**PROBLEM:** Pick out every line in the data below that contains the word "metal", and copy each one out.

***** RECORDS FOR THIS EXERCISE *****

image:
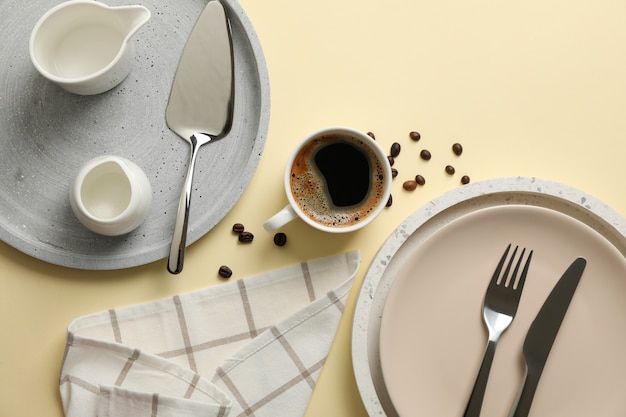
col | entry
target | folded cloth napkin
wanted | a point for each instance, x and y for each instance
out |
(251, 347)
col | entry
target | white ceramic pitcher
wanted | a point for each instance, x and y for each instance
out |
(84, 46)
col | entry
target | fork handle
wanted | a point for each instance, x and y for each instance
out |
(179, 237)
(475, 402)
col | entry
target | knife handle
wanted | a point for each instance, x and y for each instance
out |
(524, 400)
(179, 238)
(475, 402)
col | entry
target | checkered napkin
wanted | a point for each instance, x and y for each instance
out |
(252, 347)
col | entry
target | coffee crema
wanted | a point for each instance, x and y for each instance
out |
(337, 180)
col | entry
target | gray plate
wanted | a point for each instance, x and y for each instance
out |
(47, 134)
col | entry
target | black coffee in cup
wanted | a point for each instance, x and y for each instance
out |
(337, 180)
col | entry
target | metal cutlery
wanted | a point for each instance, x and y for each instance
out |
(542, 332)
(200, 106)
(499, 308)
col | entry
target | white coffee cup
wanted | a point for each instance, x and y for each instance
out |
(111, 195)
(84, 45)
(337, 180)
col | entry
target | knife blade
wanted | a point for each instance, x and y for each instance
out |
(200, 106)
(543, 332)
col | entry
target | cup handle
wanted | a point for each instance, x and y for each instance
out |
(280, 219)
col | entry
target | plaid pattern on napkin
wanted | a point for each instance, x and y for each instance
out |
(252, 347)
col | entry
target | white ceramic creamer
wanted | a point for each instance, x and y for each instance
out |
(84, 46)
(111, 195)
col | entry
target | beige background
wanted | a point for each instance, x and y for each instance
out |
(533, 88)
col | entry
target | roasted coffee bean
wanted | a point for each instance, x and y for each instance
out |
(280, 239)
(225, 272)
(409, 185)
(395, 149)
(238, 228)
(246, 237)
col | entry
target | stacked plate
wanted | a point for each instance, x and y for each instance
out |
(418, 335)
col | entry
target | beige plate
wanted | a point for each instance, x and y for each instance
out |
(432, 337)
(427, 283)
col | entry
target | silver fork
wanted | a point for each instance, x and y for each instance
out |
(499, 308)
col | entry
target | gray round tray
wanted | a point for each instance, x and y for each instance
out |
(47, 134)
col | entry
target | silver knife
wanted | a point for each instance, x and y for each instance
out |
(542, 332)
(200, 106)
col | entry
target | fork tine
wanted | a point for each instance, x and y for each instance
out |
(505, 277)
(496, 273)
(522, 279)
(516, 270)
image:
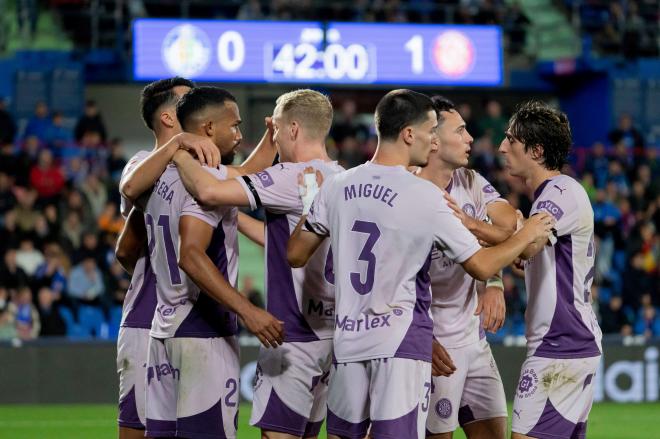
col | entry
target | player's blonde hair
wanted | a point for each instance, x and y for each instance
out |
(311, 109)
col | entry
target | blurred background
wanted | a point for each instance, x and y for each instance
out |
(70, 76)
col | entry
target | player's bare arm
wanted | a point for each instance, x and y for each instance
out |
(195, 238)
(205, 188)
(131, 241)
(144, 176)
(488, 261)
(252, 228)
(492, 234)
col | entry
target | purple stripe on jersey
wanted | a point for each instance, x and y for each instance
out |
(343, 428)
(539, 189)
(580, 431)
(400, 428)
(279, 417)
(208, 318)
(568, 336)
(207, 424)
(156, 428)
(552, 424)
(465, 415)
(418, 341)
(281, 298)
(145, 301)
(312, 429)
(128, 416)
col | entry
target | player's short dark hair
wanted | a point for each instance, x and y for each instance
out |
(157, 94)
(536, 123)
(198, 99)
(399, 109)
(441, 103)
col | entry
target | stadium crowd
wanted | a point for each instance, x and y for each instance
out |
(59, 220)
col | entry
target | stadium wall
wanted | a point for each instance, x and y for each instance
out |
(76, 372)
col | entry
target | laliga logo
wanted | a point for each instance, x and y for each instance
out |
(453, 54)
(186, 50)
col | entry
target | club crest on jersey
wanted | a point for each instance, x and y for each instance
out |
(551, 208)
(265, 179)
(443, 408)
(528, 383)
(469, 210)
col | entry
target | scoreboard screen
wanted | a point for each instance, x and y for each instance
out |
(313, 52)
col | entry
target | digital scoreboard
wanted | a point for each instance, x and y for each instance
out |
(320, 53)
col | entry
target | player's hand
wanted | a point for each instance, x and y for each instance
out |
(201, 148)
(264, 326)
(491, 305)
(539, 227)
(467, 220)
(309, 182)
(442, 365)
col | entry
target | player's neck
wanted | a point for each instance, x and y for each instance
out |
(438, 174)
(389, 154)
(539, 175)
(306, 153)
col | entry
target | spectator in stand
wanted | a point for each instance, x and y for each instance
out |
(493, 124)
(25, 314)
(86, 282)
(7, 197)
(627, 132)
(59, 136)
(95, 193)
(26, 215)
(598, 164)
(613, 318)
(39, 125)
(47, 178)
(52, 273)
(7, 124)
(28, 257)
(90, 122)
(52, 323)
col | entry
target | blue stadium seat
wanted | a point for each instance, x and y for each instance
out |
(73, 329)
(91, 318)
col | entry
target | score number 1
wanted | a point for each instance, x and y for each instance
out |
(415, 46)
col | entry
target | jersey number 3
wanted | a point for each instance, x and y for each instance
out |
(367, 256)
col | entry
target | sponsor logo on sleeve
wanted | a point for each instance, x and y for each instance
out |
(551, 208)
(265, 179)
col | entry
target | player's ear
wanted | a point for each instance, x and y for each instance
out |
(168, 119)
(407, 135)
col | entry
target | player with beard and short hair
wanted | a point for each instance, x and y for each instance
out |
(288, 401)
(556, 387)
(193, 368)
(469, 390)
(158, 109)
(383, 230)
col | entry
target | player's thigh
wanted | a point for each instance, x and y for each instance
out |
(446, 395)
(292, 379)
(161, 399)
(554, 396)
(400, 393)
(483, 393)
(348, 400)
(207, 371)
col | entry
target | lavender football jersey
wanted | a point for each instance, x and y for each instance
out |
(140, 301)
(559, 318)
(454, 290)
(303, 298)
(383, 226)
(182, 309)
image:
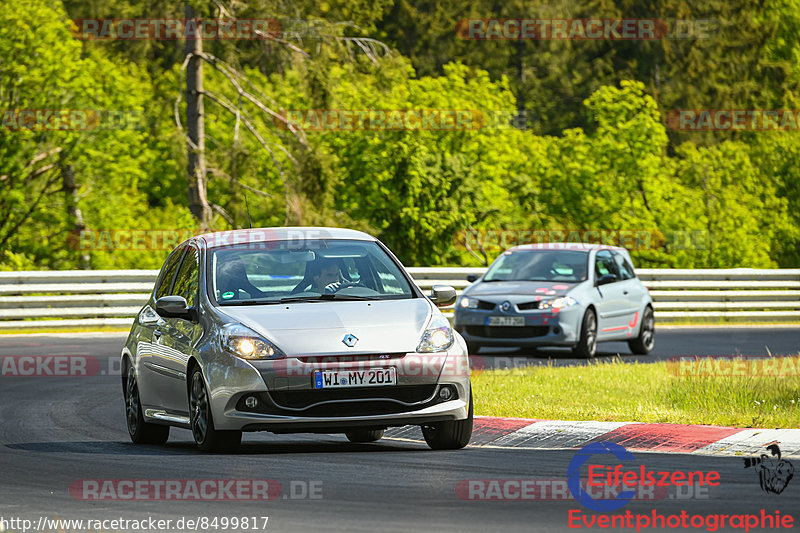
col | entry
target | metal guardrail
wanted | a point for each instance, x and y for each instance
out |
(39, 299)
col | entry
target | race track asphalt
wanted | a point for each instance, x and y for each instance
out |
(57, 432)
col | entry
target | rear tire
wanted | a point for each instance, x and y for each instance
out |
(587, 345)
(206, 436)
(141, 432)
(644, 343)
(364, 435)
(451, 434)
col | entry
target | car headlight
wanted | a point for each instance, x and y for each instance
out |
(245, 343)
(468, 303)
(558, 303)
(437, 337)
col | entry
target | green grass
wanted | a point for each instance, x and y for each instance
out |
(638, 392)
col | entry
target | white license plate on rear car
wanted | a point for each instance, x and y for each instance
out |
(505, 321)
(370, 377)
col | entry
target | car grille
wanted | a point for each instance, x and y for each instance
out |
(507, 332)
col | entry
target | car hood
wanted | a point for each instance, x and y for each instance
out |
(317, 328)
(500, 289)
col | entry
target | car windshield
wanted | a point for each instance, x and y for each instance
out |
(314, 270)
(539, 265)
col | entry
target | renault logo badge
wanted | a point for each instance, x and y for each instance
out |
(350, 340)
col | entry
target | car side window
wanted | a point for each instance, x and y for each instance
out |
(186, 282)
(604, 264)
(168, 273)
(624, 267)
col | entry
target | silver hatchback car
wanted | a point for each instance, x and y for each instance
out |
(558, 294)
(293, 330)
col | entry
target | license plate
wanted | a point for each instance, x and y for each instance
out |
(372, 377)
(505, 320)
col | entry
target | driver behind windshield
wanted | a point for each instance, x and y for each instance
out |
(324, 275)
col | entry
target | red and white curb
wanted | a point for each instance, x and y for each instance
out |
(531, 434)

*****

**CORRECT OUTPUT:**
target | metal cutlery
target | metal guardrail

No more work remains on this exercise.